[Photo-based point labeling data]
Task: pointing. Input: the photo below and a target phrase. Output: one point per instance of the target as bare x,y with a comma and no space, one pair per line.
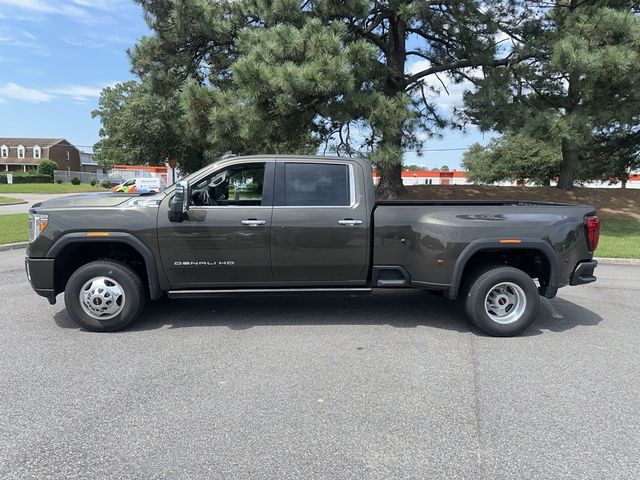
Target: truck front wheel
104,296
501,301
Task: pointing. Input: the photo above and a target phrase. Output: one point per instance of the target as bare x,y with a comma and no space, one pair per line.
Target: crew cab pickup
273,223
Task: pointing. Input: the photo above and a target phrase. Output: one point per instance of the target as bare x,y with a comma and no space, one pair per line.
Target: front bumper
583,273
40,275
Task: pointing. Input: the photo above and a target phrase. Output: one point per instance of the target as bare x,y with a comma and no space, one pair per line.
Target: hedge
26,178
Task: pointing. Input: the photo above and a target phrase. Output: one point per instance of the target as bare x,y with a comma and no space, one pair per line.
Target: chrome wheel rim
505,303
102,298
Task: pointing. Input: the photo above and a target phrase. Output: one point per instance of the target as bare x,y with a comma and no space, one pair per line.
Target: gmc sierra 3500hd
273,223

# [Exercise instructions]
Reproduce the whole listing above word for word, but not its pictures.

# [Solved problem]
Task: pointing. Input: the photo below and a target phrase. Output: one point per instance of the target as bare x,y with a comma and no space, one pair per line.
Target: truck front wheel
104,296
501,301
Task: pointing. Input: the photo above and a target phrase. Output: one point per instance of the target as bare x,y with a comma and no space, one pair per line.
Target: crew cab pickup
273,223
Task: pointing. Input: the photo above and a target phrase. Output: one point per instance of the target as bare x,y with a comma and no space, one pair per line.
Target: front bumper
583,273
40,275
Task: pointing. Input: the photo above and a target phrase. Output: one point per instance of the target as bare x,y with a comma and no space, one pair per line.
Target: hedge
26,178
Task: pointing. Input: the photo above and a target phrase. Output: one point per instance of the target as bare x,y with a comma and no space, one pair per line.
Target: chrome wheel rim
505,303
102,298
Task: pointing. Input: the photo above and a target phrase. Output: one point per instance of the target as bare x,y with a comma and no space, one pair per line.
Target: gmc sierra 3500hd
273,223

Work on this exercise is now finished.